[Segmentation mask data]

....

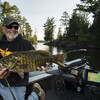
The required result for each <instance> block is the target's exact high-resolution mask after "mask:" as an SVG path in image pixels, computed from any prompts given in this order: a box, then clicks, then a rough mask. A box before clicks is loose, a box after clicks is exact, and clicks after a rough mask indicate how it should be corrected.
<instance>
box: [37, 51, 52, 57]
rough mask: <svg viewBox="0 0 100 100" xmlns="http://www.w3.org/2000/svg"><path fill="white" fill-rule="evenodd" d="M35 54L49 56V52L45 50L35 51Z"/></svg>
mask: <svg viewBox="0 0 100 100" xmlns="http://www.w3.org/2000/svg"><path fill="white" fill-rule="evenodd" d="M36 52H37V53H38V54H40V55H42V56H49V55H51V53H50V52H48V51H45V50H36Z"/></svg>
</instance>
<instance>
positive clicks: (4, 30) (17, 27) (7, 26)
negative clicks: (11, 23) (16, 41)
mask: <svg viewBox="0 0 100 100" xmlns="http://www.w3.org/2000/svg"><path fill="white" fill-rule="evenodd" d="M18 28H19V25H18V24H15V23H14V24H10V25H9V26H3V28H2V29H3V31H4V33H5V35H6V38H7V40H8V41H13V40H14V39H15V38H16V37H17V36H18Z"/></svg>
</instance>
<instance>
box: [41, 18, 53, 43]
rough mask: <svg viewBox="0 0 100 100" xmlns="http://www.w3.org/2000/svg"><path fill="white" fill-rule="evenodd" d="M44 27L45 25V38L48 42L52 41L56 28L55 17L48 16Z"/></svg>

....

• DESCRIPTION OF THE TASK: Retype all of the records above line for line, leaving out the pictures.

• ANSWER SPACE:
The required result for each <instance> block is the target's exact high-resolution mask after "mask:" as an SVG path in image pixels, computed from any prompts given in this order: a box, then clicks, then a rough mask. A box before clicks is loose, a box after clicks is exact, and clicks after a rough mask indicate how it should be corrected.
<instance>
box: [37, 51, 52, 57]
rough mask: <svg viewBox="0 0 100 100" xmlns="http://www.w3.org/2000/svg"><path fill="white" fill-rule="evenodd" d="M35 54L49 56V52L45 50L35 51Z"/></svg>
mask: <svg viewBox="0 0 100 100" xmlns="http://www.w3.org/2000/svg"><path fill="white" fill-rule="evenodd" d="M36 52H37V53H38V54H40V55H42V56H49V55H51V53H50V52H48V51H45V50H36Z"/></svg>
</instance>
<instance>
positive clicks: (4, 30) (17, 27) (7, 26)
negative clicks: (11, 23) (16, 41)
mask: <svg viewBox="0 0 100 100" xmlns="http://www.w3.org/2000/svg"><path fill="white" fill-rule="evenodd" d="M18 28H19V25H18V24H15V23H14V24H10V25H9V26H3V28H2V29H3V31H4V33H5V35H6V38H7V40H8V41H13V40H14V39H15V38H16V37H17V36H18Z"/></svg>
</instance>
<instance>
box: [41, 18, 53, 43]
rough mask: <svg viewBox="0 0 100 100" xmlns="http://www.w3.org/2000/svg"><path fill="white" fill-rule="evenodd" d="M44 27L45 25V38L48 42L52 41L56 28L55 17L48 16Z"/></svg>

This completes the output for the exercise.